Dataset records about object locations
● ● ● ● ●
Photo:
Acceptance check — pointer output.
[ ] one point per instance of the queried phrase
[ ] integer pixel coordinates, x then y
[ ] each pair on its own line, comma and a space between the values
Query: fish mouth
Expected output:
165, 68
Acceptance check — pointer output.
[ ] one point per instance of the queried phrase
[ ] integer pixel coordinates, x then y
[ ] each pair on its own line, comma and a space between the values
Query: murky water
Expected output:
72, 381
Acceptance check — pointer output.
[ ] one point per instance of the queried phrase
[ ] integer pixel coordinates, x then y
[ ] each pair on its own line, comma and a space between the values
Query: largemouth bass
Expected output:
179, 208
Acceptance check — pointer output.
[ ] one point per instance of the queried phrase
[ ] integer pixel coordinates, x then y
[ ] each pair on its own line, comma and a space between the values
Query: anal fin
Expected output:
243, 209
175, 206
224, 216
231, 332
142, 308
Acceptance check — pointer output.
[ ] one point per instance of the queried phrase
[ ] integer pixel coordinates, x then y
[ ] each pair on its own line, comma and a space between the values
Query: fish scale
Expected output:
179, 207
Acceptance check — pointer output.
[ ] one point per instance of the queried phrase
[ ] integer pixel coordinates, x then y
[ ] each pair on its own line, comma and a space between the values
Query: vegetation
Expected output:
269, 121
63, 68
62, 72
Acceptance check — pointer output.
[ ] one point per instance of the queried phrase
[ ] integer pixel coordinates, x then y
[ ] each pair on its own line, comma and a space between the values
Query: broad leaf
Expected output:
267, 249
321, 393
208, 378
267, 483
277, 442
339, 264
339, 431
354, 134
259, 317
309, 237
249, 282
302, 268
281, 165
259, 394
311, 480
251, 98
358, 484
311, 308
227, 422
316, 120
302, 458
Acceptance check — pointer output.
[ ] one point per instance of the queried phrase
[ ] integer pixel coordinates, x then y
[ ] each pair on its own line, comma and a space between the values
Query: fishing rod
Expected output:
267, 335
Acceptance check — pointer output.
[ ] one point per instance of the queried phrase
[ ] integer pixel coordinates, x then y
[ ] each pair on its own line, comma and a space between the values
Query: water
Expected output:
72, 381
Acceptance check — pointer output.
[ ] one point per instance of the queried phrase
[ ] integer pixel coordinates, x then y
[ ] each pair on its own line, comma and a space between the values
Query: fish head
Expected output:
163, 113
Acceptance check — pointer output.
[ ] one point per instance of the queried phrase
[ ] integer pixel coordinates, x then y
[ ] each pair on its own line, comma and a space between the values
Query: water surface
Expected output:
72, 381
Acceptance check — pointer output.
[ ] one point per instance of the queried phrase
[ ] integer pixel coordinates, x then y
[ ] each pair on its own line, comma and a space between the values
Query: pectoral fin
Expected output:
● ● ● ● ●
(BRIEF) Nothing in the listing may be changed; retype it all exactly.

(SOLUTION TO THIS EXERCISE)
Photo:
Acceptance check — pointer output.
[ ] one point per instance of the queried phrase
[ ] integer pixel coordinates, x then y
[ ] each pair on its own line, comma and a space between the values
Query: fish mouth
Expected output:
165, 68
Acceptance check — pointer output.
[ ] one point per instance of the queried phrase
[ ] integer pixel coordinates, x then y
[ ] each pair on its own line, comma and a space between the values
Query: murky water
Expected output:
72, 381
Acceptance check — pointer output.
[ ] one point per instance of the queried phrase
[ ] integer pixel coordinates, x then y
[ ] each pair on its own line, comma and a space between the values
Query: largemouth bass
Expected output:
179, 208
Acceptance check — pointer output.
[ ] one point per instance of the queried phrase
[ ] integer pixel coordinates, x then y
[ ] each pair on its own line, comma and a space between the values
Query: anal fin
Expected output:
243, 209
175, 206
224, 216
231, 332
142, 308
Acceptance check — pointer output.
[ ] one point per instance of the queried phrase
[ ] integer pixel coordinates, x then y
[ ] each pair on its own line, comma and a space between the values
Query: fish scale
Expected output:
179, 207
Acceptance check — pointer output.
[ ] one point per instance of the queried phrase
[ ] integer pixel coordinates, x then y
[ ] each pair on its own line, comma and a space between the values
Query: vegetation
Expected output:
269, 121
63, 68
62, 72
Acceptance check — pointer output.
[ ] one point per instance of the queried phrase
[ ] integer pixel coordinates, x then y
[ ] each pair on its own line, comma and a space between the values
Query: broad leaf
Expected output:
267, 249
321, 393
208, 378
267, 483
277, 442
339, 264
339, 431
354, 134
259, 317
309, 237
249, 282
302, 268
281, 165
259, 394
311, 480
251, 98
358, 484
311, 308
227, 422
316, 120
302, 458
Acceptance check — pointer output.
[ ] one point per instance of the queried phrase
[ ] integer pixel coordinates, x then y
[ ] each pair on its own line, comma and a space between the values
Query: fishing rod
Expected output:
267, 335
Acceptance check — pointer output.
[ ] one point per instance of the queried phrase
[ ] integer pixel coordinates, x then y
[ ] each pair on its own line, comma and a space between the values
Query: water
Expected output:
72, 381
Acceptance check — pointer output.
[ ] one point per instance of the queried phrase
[ ] integer pixel coordinates, x then y
[ ] each pair on its own line, comma and a space between the values
Query: fish head
Expected output:
163, 113
Acceptance check — pointer output.
[ ] one point per instance of the queried phrase
[ ] integer pixel coordinates, x then y
[ ] each pair on its own line, comma and a space between the values
Query: water surface
Expected output:
72, 381
Acceptance check — pointer output.
[ ] one point per instance of the queried phrase
[ ] integer pixel coordinates, x then y
[ ] each pair on its own line, comma and a space between the values
Query: pectoral fin
Expected output:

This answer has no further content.